Without including any pictures, return the records below exactly as written.

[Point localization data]
▼

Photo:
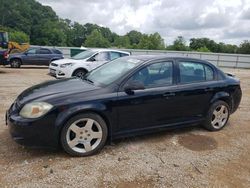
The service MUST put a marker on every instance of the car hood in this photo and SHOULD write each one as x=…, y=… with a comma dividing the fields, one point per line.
x=54, y=89
x=68, y=60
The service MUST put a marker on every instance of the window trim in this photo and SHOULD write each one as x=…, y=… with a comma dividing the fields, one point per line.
x=215, y=77
x=38, y=50
x=125, y=81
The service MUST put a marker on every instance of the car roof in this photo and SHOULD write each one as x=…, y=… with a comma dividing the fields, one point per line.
x=146, y=58
x=158, y=57
x=107, y=50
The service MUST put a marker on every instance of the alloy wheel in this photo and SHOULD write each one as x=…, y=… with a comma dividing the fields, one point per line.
x=220, y=116
x=84, y=135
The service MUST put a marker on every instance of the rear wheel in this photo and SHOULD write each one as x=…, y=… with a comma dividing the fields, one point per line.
x=80, y=73
x=218, y=116
x=15, y=63
x=84, y=135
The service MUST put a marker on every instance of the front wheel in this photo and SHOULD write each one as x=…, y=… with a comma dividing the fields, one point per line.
x=217, y=116
x=84, y=135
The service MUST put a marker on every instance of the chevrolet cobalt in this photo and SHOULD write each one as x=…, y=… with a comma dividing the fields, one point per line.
x=128, y=96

▲

> TASK RESPONSE
Photo:
The service MUST put a marker on every instance of the car hood in this photo and SHOULD write each one as x=…, y=… with a comma dividing the fields, one point per line.
x=54, y=89
x=68, y=60
The service MUST put a marker on every instance of the window trim in this photo and SHOULD write each one as x=…, y=… with a comma dividing the fields, one point per line.
x=215, y=77
x=38, y=50
x=125, y=81
The service MUST put a marker on every instance of the car roof in this photo and SHOULD write each one as x=…, y=… with a comma dividing the fields, one point per line.
x=146, y=58
x=158, y=57
x=107, y=50
The service MUST put a marker on every instance of the alloy wheel in this photo and SHOULD write each one as x=…, y=… with a comma dividing the fields, one point per line.
x=220, y=116
x=84, y=135
The service MUST put a marker on every instance of the rear wheel in this photo and SHOULD write each one as x=…, y=… with a comma dividing the fields, one point per line.
x=80, y=73
x=218, y=116
x=15, y=63
x=84, y=135
The service MUST put a marker on every instance of the front wheel in this photo and SHOULD write each one as x=…, y=… with a comma dividing the fields, one point per line.
x=217, y=116
x=84, y=135
The service MUST put a marker on every instance of the chevrolet cobalt in this photo and SHOULD write each one as x=…, y=… with a comma dividing the fields, one point per line.
x=128, y=96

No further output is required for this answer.